Written instruction:
Recast the material below as a numbered list of its lines, leaving out blank lines and the picture.
** Begin Records for the task **
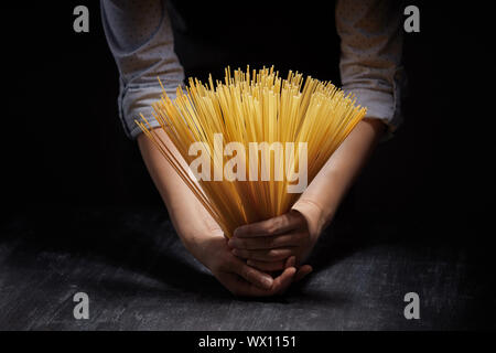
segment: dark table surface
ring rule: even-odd
[[[495,329],[486,252],[429,228],[336,220],[305,281],[246,300],[185,250],[163,210],[44,207],[2,225],[0,330]],[[73,315],[79,291],[88,320]],[[407,292],[419,320],[403,315]]]

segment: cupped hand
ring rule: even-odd
[[[288,264],[278,277],[262,272],[236,257],[227,246],[223,235],[205,239],[203,250],[204,265],[217,280],[233,295],[239,297],[268,297],[283,293],[294,280],[296,268],[294,259]]]

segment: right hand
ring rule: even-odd
[[[268,297],[283,293],[294,279],[294,259],[276,278],[262,272],[233,255],[224,235],[213,235],[203,240],[198,258],[233,295],[239,297]]]

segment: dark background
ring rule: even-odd
[[[273,64],[339,85],[332,2],[233,3],[174,1],[186,77]],[[420,8],[421,32],[405,34],[405,122],[377,148],[333,222],[331,233],[349,244],[325,243],[315,256],[321,272],[309,288],[320,284],[322,292],[290,296],[294,304],[280,308],[233,301],[239,315],[225,321],[230,311],[218,300],[231,298],[184,266],[191,258],[171,240],[166,210],[125,137],[99,3],[11,2],[1,21],[0,329],[88,328],[66,314],[67,288],[98,297],[93,329],[237,329],[239,318],[265,314],[274,330],[283,328],[278,314],[291,319],[300,308],[316,319],[287,328],[494,328],[494,12],[486,2],[410,3]],[[77,4],[89,8],[89,33],[73,31]],[[368,281],[368,290],[355,287]],[[427,298],[418,324],[402,317],[412,288]],[[112,321],[112,308],[123,319]],[[193,321],[181,311],[190,309]],[[137,319],[147,312],[165,323]]]
[[[78,3],[3,11],[7,215],[53,206],[161,205],[118,120],[118,73],[99,4],[87,2],[89,33],[75,33]],[[339,84],[332,7],[174,3],[184,20],[175,38],[186,77],[222,77],[227,64],[273,64],[282,73],[292,68]],[[405,124],[377,149],[343,207],[346,214],[429,223],[449,238],[467,237],[460,232],[467,227],[471,237],[485,240],[493,232],[479,231],[490,225],[495,200],[493,14],[481,3],[413,3],[421,7],[421,32],[405,34]]]

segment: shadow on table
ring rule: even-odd
[[[370,238],[367,243],[353,240],[351,235],[355,233],[356,228],[346,222],[336,222],[331,226],[309,259],[314,272],[371,244]],[[137,290],[139,286],[140,292],[175,289],[201,291],[203,297],[233,299],[208,270],[187,253],[161,210],[42,210],[13,222],[0,242],[15,243],[11,261],[42,260],[52,269],[86,278],[88,282],[101,268],[107,272],[123,272],[106,276],[98,282],[98,286],[118,292]],[[61,255],[68,255],[64,264],[57,263]],[[163,286],[154,284],[150,287],[145,280],[137,282],[136,274]],[[288,296],[299,293],[304,287],[303,280],[293,286]],[[315,300],[344,300],[338,293],[334,293],[333,298],[328,293],[312,291],[308,295]],[[285,297],[256,300],[284,302]]]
** End Records for the task **
Result of this task:
1. segment: dark table surface
2. ring rule: even-odd
3. [[[495,329],[486,252],[429,228],[336,220],[305,281],[246,300],[185,250],[163,210],[44,207],[2,225],[0,330]],[[73,315],[79,291],[88,320]],[[407,292],[419,320],[403,315]]]
4. segment: cupped hand
5. ring rule: even-odd
6. [[[288,264],[278,277],[262,272],[236,257],[227,246],[223,235],[205,239],[203,250],[204,265],[217,280],[233,295],[239,297],[268,297],[283,293],[294,280],[296,268],[294,259]]]
7. segment: right hand
8. ring rule: even-odd
9. [[[268,297],[283,293],[294,279],[294,259],[276,278],[262,272],[233,255],[224,235],[213,235],[203,240],[198,258],[233,295],[239,297]]]
10. segment: dark background
11. ring rule: even-odd
12. [[[273,64],[339,85],[332,2],[233,3],[174,1],[186,77]],[[420,8],[421,32],[405,34],[405,122],[377,148],[333,222],[331,233],[349,244],[325,243],[315,256],[321,272],[309,288],[320,284],[322,292],[290,296],[294,304],[280,308],[233,301],[239,315],[225,321],[230,311],[218,300],[231,298],[184,266],[191,258],[171,240],[166,210],[125,137],[99,3],[11,2],[1,21],[0,329],[88,328],[66,314],[67,288],[98,297],[93,329],[237,329],[239,318],[265,314],[274,330],[283,328],[278,314],[291,319],[300,308],[316,319],[287,328],[494,328],[494,12],[486,2],[410,3]],[[77,4],[89,8],[89,33],[73,31]],[[368,281],[368,290],[355,287]],[[427,298],[418,324],[402,317],[412,288]],[[112,321],[112,308],[123,319]],[[193,321],[181,311],[190,309]],[[137,319],[147,312],[165,323]]]
13. [[[78,3],[3,11],[7,215],[53,206],[161,205],[118,120],[118,73],[99,4],[87,2],[89,33],[75,33]],[[339,84],[332,7],[174,3],[184,20],[175,38],[186,77],[222,77],[227,64],[273,64],[282,73],[292,68]],[[405,124],[377,149],[343,207],[346,214],[429,223],[449,238],[467,237],[460,232],[467,227],[471,237],[485,240],[493,232],[479,231],[490,225],[495,200],[493,14],[481,3],[413,3],[421,7],[421,32],[405,34]]]
14. segment: shadow on table
15. ring rule: even-odd
16. [[[370,238],[367,243],[353,240],[351,235],[355,233],[356,228],[346,222],[336,222],[331,226],[309,259],[314,272],[371,244]],[[137,290],[139,286],[140,292],[175,289],[201,291],[203,297],[233,299],[208,270],[187,253],[161,210],[42,210],[13,222],[0,242],[15,243],[11,261],[42,260],[52,269],[86,278],[88,282],[101,268],[107,272],[123,272],[106,276],[98,282],[98,286],[118,292]],[[61,255],[68,255],[64,264],[57,263]],[[163,286],[154,284],[150,287],[145,280],[137,282],[136,274]],[[288,296],[299,293],[304,287],[303,280],[293,286]],[[315,300],[344,300],[338,293],[334,293],[333,298],[328,293],[312,291],[308,295]],[[285,297],[256,300],[284,302]]]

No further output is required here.